## Problem to solve
Write out the listing below without alteration, omitting its pictures.

[Pointing and labeling entries]

==============================

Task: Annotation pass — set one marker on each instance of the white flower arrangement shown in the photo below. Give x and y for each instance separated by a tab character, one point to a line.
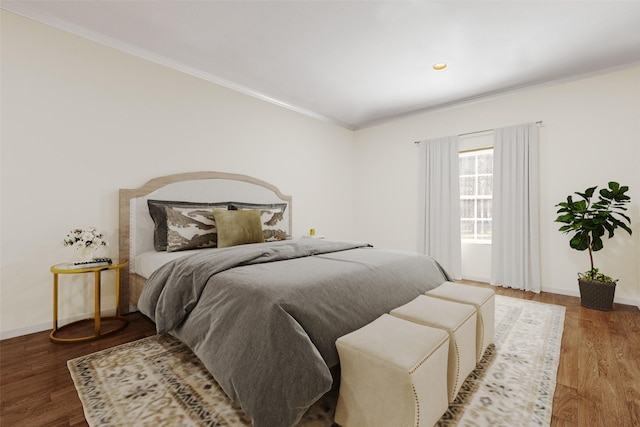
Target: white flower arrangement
85	239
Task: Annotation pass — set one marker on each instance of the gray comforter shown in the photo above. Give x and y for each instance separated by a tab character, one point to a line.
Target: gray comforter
266	330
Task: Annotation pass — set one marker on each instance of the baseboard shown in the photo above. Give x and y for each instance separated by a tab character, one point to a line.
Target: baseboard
13	333
576	293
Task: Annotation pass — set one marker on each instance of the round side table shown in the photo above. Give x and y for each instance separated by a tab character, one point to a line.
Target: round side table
117	264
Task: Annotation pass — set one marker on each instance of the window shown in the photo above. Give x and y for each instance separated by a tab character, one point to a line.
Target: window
476	191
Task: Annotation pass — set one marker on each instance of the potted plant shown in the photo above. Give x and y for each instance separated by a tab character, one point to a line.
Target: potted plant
590	221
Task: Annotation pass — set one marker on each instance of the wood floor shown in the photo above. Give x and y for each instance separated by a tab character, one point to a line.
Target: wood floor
598	377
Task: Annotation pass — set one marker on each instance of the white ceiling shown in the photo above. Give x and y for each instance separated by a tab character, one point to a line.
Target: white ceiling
358	63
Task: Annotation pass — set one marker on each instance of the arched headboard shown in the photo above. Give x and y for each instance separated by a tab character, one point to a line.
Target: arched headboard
137	227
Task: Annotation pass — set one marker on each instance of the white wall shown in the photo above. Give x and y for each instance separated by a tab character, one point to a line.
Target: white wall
81	120
590	135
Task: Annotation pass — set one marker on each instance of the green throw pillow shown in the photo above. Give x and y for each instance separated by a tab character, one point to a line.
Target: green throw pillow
238	227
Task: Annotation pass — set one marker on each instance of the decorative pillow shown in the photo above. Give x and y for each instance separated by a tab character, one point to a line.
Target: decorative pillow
238	227
190	228
275	225
159	216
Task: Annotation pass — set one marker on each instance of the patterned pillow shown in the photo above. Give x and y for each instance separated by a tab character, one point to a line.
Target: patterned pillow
190	228
275	224
238	227
159	216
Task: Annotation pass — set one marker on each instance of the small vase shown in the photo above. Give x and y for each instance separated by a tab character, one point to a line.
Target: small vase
85	254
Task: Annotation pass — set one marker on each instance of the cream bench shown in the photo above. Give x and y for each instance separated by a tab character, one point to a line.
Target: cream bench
482	299
459	321
393	373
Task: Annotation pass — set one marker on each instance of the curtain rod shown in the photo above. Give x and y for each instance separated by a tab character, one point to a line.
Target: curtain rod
539	122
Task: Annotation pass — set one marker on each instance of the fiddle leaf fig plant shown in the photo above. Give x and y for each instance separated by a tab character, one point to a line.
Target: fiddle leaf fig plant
589	220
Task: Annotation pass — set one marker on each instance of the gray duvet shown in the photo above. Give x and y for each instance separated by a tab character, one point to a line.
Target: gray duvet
263	318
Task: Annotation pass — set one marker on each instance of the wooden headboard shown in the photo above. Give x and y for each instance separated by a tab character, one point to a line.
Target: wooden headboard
136	225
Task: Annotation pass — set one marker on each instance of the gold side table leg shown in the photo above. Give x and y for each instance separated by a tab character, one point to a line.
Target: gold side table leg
97	313
118	293
55	302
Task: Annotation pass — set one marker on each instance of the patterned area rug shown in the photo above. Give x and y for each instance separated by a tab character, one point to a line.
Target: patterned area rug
157	381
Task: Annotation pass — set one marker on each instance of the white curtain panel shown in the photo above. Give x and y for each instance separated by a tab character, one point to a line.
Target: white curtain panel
439	203
515	257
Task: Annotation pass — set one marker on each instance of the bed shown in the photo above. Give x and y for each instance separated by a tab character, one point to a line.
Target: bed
262	311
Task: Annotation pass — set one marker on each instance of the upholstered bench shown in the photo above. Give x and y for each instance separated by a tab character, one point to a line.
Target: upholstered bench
482	299
459	320
393	373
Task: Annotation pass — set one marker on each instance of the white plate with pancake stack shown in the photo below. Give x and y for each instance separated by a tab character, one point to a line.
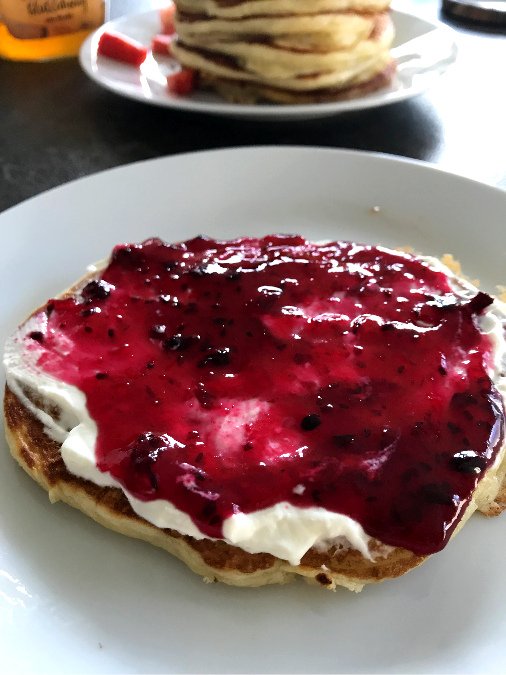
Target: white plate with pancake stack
423	50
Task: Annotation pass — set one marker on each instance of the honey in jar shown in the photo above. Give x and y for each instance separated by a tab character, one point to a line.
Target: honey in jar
39	30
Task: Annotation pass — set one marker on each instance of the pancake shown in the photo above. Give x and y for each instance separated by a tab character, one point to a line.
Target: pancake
284	51
35	415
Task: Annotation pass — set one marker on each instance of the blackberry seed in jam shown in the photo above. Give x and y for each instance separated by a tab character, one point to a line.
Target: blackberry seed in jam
368	404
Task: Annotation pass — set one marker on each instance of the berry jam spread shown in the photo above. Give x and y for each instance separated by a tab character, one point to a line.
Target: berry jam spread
226	377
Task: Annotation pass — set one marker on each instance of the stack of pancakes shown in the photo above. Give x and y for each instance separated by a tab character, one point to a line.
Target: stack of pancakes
286	51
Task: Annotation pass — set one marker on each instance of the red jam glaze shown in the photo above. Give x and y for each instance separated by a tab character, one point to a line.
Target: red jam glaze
228	376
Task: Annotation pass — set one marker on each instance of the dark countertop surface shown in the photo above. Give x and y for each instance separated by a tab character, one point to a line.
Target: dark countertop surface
57	125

==============================

## Solution for this problem
Task: Annotation pass — set one marker on each instance of the white flower arrangement shown in the photo below. Give x and y for each instance separated by a tab character, one point to a line.
Target: white flower arrangement
85	239
Task: Annotation pass — set one marker on each instance of the gray comforter shown in the photo above. Give x and y for each instance separated by a tab character, one point to a line.
Target: gray comforter
266	330
Task: Annotation pass — set one marker on each instance of the baseboard shown in the photo above. Give x and y for each instance separated by a tab character, one point to a line.
Target: baseboard
13	333
576	293
Task: Annotation pass — set one marker on each instance of the round side table shown in the photo above. Give x and y for each instance separated by a tab character, one point to a line.
Target: round side table
117	264
Task: Annotation pass — set one marker on each instance of the window shown in the photo above. Give x and y for each instance separated by a tab character, one point to a line.
Target: window
476	191
Task: Annotation pass — set one marker on each instance of the potted plant shown in the photo above. Give x and y for each instance separated by a tab character, one point to a line.
Target: potted plant
590	221
Task: Annotation pass — set one marker on each instance of the wood floor shown in the photo above. Give x and y for each instance separated by a tab character, one point to a line.
Target: wood floor
598	377
Task: Annotation pass — set one marker on each instance of the white ceiling shown in the photo above. Give x and y for each instance separated by a tab character, one point to a line.
Target: white ceiling
358	63
Task: Annotation pass — set one marker on each instance of the arched headboard shown in the photo above. Give x and y for each instance separated by a tab character, one point to a line.
Target: arched headboard
137	227
Task: Annotation pass — set one marker on each instance of the white wall shown in the photo above. Give x and y for each instance separated by a tab character, one point to a line.
Target: white wall
81	120
590	135
Task: Annotation pass — set one marker on each instance of the green throw pillow shown in the photo above. Give x and y for each instance separated by a tab character, one point to a line.
Target: green throw pillow
238	227
Task: Annotation pass — set one marker on each instance of the decorative pillow shown in the photo above. Give x and y for each instance separated by a tab character, one point to a line.
Target: decorative pillow
238	227
190	228
275	225
159	216
Task: Annotation pass — set one marker on each instance of the patterned pillow shown in the photo above. Give x and y for each instance separated by a tab character, one point to a line.
Target: patterned pillow
190	228
275	224
238	227
159	216
Task: Annotation pass — set one marker on each instance of the small vase shown in the photo above. Give x and y for each instance separated by a tab character, one point to a line.
Target: small vase
85	254
Task: Annotation pass — set one marker on each instance of the cream bench shown in the photo above. Give x and y for each instance separated by a tab character, one point to a line.
Target: cream bench
482	299
459	321
393	373
Task: Annotation pass — set one marker on each instance of the curtain rod shown in the photo above. Give x and y for each instance separated by a tab character, one point to a line.
Target: curtain rod
539	122
Task: Annotation pass — set one marker on each instance of the fiddle leaf fig plant shown in the photo above. Give x and y for each instance separated by a tab character, one point to a line.
Target: fiddle leaf fig plant
589	220
Task: Annotation pass — set one marker on each instance of the gray duvet shown in the photo above. Give x and y for each instance separated by a tab character, one point to a line.
Target: gray duvet
263	318
Task: Annotation pass — set one marker on each instance of the wooden headboard shown in the photo above. Give x and y for each instance separated by a tab character, one point to a line.
Target: wooden headboard
136	225
Task: Annotation pass — set one marker on each instance of the gold side table leg shown in the photo above. Give x and y for each instance separated by a tab character, one point to a line.
Target: gold side table leg
97	313
118	293
55	302
Task: Annotation pass — set one marker on each instance of the patterned area rug shown in the photo above. Give x and y for each instance separated by a tab character, one point to a line.
Target: patterned area rug
157	381
Task: Annotation pass — set one marker on each instance of the white curtain panel shown in the photo above. Give x and y for each instance separated by a tab character, one point to a line.
Target: white curtain panel
439	203
515	257
Task: Annotation pass — set one marker on each instance of the bed shown in the photo above. Give x and y for each instance separated by a tab character, one point to a line.
Target: bed
262	311
Task: Annotation pass — set one marker on each instance of the upholstered bench shown in the photo above. Give x and y for each instance separated by a tab character, one point to a line.
Target: upholstered bench
482	299
459	320
393	373
Task: Annotation pass — set one marker on each instance of the white plate with pancake stack shown in the photo below. Give x and y for each instance separated by a tab character, one point to a line.
Target: white plate with pancake stack
423	50
Task: Annotation pass — set one marker on each instance of the honey in jar shown in the photo above. Give x and y for each instance separated by a tab character, one point to a line.
Target: honey in jar
39	30
Task: Annotation pass — set one marker on each instance of the pancake shown in the photo above. Give x and y for each instance separated by a tab character, one point to a line.
Target: pancake
284	51
35	415
Task: Annotation pass — set one marker on each instance of the blackberry seed in jam shown in the photo above. Give x and y for each instance separated by a tab character, one point to a line.
Target: blackberry seed in jam
368	404
Task: Annotation pass — set one marker on each instance of the berry jam spread shown in the photo above. Give x and y for each instance separated by a tab character, one point to a line.
Target: berry jam spread
226	377
Task: Annotation pass — set one marker on each instance of the stack of pancakes shown in the photo above. Give x and y for each instance separated by a tab character, one point to a line.
Target: stack of pancakes
286	51
Task: Annotation pass — set one marker on each instance of the red jam glaze shown in the photo above. Give x and y for each instance separated by a tab character, one point to a line.
Target: red jam glaze
228	376
Task: Annotation pass — set one marker on each instance of the dark countertop surface shown in the photo above. Give x and y for each instance separated by a tab character, one point to a line.
Target: dark countertop surface
57	125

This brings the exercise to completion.